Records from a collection
········

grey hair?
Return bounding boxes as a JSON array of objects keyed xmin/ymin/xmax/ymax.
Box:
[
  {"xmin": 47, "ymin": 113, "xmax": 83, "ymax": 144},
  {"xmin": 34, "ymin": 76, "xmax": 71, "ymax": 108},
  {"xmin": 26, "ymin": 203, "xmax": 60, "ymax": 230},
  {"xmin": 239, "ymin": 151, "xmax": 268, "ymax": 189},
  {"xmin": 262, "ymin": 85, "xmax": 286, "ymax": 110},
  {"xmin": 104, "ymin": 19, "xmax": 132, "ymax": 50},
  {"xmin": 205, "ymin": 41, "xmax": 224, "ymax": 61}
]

········

* Task goal
Can you write out the records above again, swapping "grey hair" for "white hair" and leaving everything else unchanged?

* Solution to the problem
white hair?
Return bounding boxes as a JSON array of objects keyed xmin/ymin/xmax/ymax.
Box:
[
  {"xmin": 47, "ymin": 113, "xmax": 83, "ymax": 144},
  {"xmin": 34, "ymin": 76, "xmax": 71, "ymax": 108},
  {"xmin": 26, "ymin": 203, "xmax": 60, "ymax": 230},
  {"xmin": 239, "ymin": 151, "xmax": 268, "ymax": 189},
  {"xmin": 262, "ymin": 85, "xmax": 286, "ymax": 110},
  {"xmin": 104, "ymin": 19, "xmax": 132, "ymax": 50},
  {"xmin": 205, "ymin": 41, "xmax": 224, "ymax": 61}
]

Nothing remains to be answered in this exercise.